Saved entries:
▬▬▬

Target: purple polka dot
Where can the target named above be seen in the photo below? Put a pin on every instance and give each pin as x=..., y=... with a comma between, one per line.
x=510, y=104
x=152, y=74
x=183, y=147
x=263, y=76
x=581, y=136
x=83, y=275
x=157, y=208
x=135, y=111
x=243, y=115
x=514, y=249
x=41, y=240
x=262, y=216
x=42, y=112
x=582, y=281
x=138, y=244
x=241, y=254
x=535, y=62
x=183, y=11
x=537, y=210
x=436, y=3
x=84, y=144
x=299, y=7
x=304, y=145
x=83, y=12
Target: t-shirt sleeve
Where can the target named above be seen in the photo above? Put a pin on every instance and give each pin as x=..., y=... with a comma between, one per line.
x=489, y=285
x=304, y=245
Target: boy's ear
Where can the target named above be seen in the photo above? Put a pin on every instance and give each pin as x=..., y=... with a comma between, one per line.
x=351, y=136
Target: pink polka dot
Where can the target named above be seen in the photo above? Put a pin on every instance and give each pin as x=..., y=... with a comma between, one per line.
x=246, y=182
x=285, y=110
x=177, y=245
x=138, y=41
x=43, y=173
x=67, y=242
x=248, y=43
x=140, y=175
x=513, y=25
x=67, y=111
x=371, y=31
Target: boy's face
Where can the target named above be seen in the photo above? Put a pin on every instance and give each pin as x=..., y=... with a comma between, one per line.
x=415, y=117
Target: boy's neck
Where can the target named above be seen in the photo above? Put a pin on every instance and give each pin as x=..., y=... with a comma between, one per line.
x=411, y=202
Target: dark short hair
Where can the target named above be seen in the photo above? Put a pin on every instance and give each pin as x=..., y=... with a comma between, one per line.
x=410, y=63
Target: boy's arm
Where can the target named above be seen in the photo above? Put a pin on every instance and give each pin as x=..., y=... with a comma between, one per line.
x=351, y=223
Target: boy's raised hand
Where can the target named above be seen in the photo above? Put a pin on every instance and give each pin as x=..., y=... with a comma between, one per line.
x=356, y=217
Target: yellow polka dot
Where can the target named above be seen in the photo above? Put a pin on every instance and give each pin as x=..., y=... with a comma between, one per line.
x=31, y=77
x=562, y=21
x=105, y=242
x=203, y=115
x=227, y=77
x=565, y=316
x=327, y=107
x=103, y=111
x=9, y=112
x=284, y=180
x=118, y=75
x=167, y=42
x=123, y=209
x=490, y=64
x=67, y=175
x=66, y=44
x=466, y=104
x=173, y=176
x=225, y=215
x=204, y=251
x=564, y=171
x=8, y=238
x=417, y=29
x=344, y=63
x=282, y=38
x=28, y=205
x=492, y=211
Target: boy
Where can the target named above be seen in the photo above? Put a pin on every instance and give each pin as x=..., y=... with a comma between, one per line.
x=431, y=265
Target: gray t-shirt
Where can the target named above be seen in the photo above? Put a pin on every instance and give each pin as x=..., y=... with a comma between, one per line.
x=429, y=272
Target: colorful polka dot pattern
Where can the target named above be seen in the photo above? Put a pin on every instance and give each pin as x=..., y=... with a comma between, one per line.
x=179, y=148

▬▬▬

Convert all of the entries above into a numbered list, leaving out any blank lines.

▶ Task response:
1. Target: purple polka dot
2. Where can the target named above be seen in the photo below? Put a pin on every instance and give each pin as x=..., y=... with a comma between, one per line.
3. x=510, y=104
4. x=152, y=74
5. x=183, y=147
6. x=263, y=76
7. x=581, y=136
8. x=83, y=275
9. x=157, y=208
10. x=135, y=111
11. x=243, y=115
12. x=514, y=249
13. x=41, y=240
14. x=262, y=216
15. x=42, y=112
16. x=582, y=281
17. x=138, y=244
18. x=241, y=254
19. x=535, y=62
20. x=183, y=11
21. x=537, y=210
22. x=436, y=3
23. x=84, y=144
24. x=299, y=7
25. x=304, y=145
26. x=83, y=12
27. Target: t-shirt sleeve
28. Where can the target named above be seen in the photo above? Put a pin on every instance and give each pin as x=..., y=... with a comma between, one per line.
29. x=489, y=285
30. x=304, y=245
31. Target: boy's ear
32. Where can the target named above be seen in the photo above? Put a pin on every instance and give each pin as x=..., y=... with a comma between, one per line.
33. x=351, y=136
34. Target: pink polka dot
35. Where can the target named above be seen in the photo above? Put a pin on every instance and give each pin as x=..., y=... with a comma between, one per line.
36. x=246, y=182
37. x=285, y=110
38. x=177, y=245
39. x=138, y=41
40. x=43, y=173
41. x=67, y=242
42. x=248, y=43
43. x=140, y=175
44. x=513, y=25
45. x=67, y=111
46. x=371, y=31
47. Target: boy's face
48. Where can the target named above be seen in the photo above? Put a pin on every instance and give each pin as x=..., y=... with a comma between, one per line.
49. x=415, y=117
50. Target: boy's neck
51. Where can the target named above be seen in the photo above? Put a pin on every instance and give each pin as x=..., y=... with a comma between, one per line.
52. x=411, y=202
53. Target: dark short hair
54. Where can the target named above be seen in the photo above? Put a pin on every instance and give each pin as x=..., y=... with a comma between, one per line.
55. x=410, y=63
56. Target: boy's arm
57. Where can the target named above be seen in the photo above? Put a pin on every instance and give each pin as x=..., y=... with a comma between, one per line.
58. x=351, y=223
59. Target: boy's raised hand
60. Where can the target named above be seen in the photo above? Put a pin on every instance and give each pin as x=..., y=... with a comma between, one per line.
61. x=356, y=217
62. Target: yellow polka dot
63. Where can the target named above be seen in the photo above? Put a pin on every instance and give each pin as x=..., y=... with a comma between, one per line.
64. x=31, y=77
65. x=562, y=21
66. x=105, y=242
67. x=203, y=115
68. x=227, y=77
69. x=565, y=316
70. x=327, y=107
71. x=103, y=111
72. x=9, y=112
73. x=284, y=180
74. x=118, y=75
75. x=167, y=42
76. x=123, y=209
77. x=490, y=64
78. x=67, y=175
79. x=66, y=44
80. x=466, y=104
81. x=173, y=176
82. x=225, y=215
83. x=204, y=251
84. x=564, y=171
85. x=8, y=238
86. x=417, y=29
87. x=344, y=63
88. x=282, y=38
89. x=28, y=205
90. x=492, y=211
91. Target: boy
92. Where can the target named above be seen in the photo above? Put a pin on every instance and give each pin as x=..., y=... with a comma between, one per line.
93. x=431, y=265
94. Target: gray t-shirt
95. Where can the target named above be seen in the photo above? Put a pin on every instance and give each pin as x=..., y=... with a comma between, one per line.
96. x=429, y=272
97. Target: colorful polka dot pattern
98. Where can the target named above be seen in the photo above? Put a pin on every instance and give each pin as x=..., y=... with a comma between, one per line.
99. x=179, y=148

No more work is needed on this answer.